§ **Excerpted text**:
Medical University of Vienna restitutes books following provenance research

In a ceremony held on 30th September 2010, the Medical University of Vienna restituted 39 books previously belonging to the former Professor of Pathology Carl Julius Rothberger to his daughter Bertha Gutmann. It is the first restitution and a reflection of the provenance research commenced in 2007 by the university library of the University of Medicine.

"Today's ceremony serves as an encouragement and inspiration to other institutions", said Secretary General Hannah Lessing in her statement; the university library of the Medical University carried out its task of processing and coming to terms with its role in the National Socialist era "seriously and in an exemplary fashion". Lessing stressed that when seized objects are restituted, it is not the material value but to a much greater extent the emotional value which is paramount – the memories and emotions which are attached to the objects.

"Many memories are going to resurface which I thought I had forgotten", confirmed Bertha Gutmann, the daughter of Professor Carl Julius Rothberger, who is pleased to be able to have the books again after over 70 years, "to have them, so I may read them". Her father was – and this is illustrated by the books returned to his daughter – not only a scientist but also a humanist. "The fact that it happened cannot be 'wiedergutgemacht' and the past cannot be changed", says Gutmann. "Yet that doesn't mean that people should do nothing".

The first restitution of expropriated books at the University of Medicine is the result the provenance research which has been carried out at the university library of the Medical University of Vienna since 2007 and involves the systematic examination of the origins of the library's holdings. According to project leader Dr. Walter Mentzel, the 39 volumes which have now been returned to their rightful owner, "bore witness to being exiled and forgotten".

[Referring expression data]

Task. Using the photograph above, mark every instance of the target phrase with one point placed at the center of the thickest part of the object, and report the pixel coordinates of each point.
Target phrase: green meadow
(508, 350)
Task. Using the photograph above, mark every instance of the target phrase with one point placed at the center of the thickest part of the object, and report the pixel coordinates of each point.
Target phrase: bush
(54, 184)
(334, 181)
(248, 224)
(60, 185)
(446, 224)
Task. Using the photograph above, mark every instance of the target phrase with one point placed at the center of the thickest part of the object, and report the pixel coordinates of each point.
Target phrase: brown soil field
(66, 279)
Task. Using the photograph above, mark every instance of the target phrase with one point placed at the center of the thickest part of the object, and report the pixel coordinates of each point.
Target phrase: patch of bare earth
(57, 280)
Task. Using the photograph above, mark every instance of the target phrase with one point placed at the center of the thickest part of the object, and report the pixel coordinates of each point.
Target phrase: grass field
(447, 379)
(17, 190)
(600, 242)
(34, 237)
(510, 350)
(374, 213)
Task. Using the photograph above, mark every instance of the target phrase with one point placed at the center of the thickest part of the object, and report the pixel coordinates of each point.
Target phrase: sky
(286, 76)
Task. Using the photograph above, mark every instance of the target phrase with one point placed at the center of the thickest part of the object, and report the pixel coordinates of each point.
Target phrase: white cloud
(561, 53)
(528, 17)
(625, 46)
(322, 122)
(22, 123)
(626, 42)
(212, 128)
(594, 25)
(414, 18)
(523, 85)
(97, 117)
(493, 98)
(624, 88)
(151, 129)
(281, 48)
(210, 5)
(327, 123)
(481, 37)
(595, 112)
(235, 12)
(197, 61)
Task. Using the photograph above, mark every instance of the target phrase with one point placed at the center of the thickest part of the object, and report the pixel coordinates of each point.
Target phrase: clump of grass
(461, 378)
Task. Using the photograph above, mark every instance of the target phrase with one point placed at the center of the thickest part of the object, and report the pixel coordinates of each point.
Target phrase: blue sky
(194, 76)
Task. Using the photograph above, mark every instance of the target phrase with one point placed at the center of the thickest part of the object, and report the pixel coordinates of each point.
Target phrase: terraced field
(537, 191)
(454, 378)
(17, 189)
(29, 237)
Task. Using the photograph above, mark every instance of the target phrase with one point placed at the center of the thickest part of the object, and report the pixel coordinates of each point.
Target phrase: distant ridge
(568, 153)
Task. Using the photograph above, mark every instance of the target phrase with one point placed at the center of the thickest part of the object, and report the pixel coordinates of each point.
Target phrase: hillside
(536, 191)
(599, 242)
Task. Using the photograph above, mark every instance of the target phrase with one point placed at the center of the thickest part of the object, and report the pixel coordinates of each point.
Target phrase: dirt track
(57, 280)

§ **Problems to solve**:
1. Render this sentence from the text about the book restitution in German: "In a ceremony held on 30th September 2010, the Medical University of Vienna restituted 39 books previously belonging to the former Professor of Pathology Carl Julius Rothberger to his daughter Bertha Gutmann."
2. Carry on the text about the book restitution at the Medical University of Vienna, picking up after its final sentence.
These records have no connection to the text about the book restitution.

§ **Answers for this exercise**:
1. Bei einer Zeremonie am 30. September 2010 restituierte die Medizinische Universität Wien 39 Bücher, die früher dem ehemaligen Professor für Pathologie Carl Julius Rothberger gehört hatten, an seine Tochter Bertha Gutmann.

2.
Historical background

In 1938, medicine was a "very heavily exposed faculty", remembers the Rector of the Medical University of Vienna. The introduction of the Nuremberg Laws and the Ordinance on the Reorganization of the Austrian Civil Service led to the dismissal of around 50 percent of the active university lecturers in the Faculty of Medicine. Professor Carl Julius Rothberger, who, according to the Nuremberg Laws, had been deemed Jewish after the Anschluss although married to an "aryan", was arrested and dismissed from the teaching body.

In his property notice of June 1938, Rothberger stated that he was in possession of a medical library which was at the university. The property notices, which all Jews were obliged to submit and which are today archived at the Austrian State Archives, are a vital source for the provenance researchers. In this case, the books were able to be attributed to their previous owner in this way. Carl Julius Rothberger was not given the chance to witness the end of National Socialism. Seven years after the Anschluss, on 13 March 1945, he and his wife were killed in one of the last air raids on Vienna.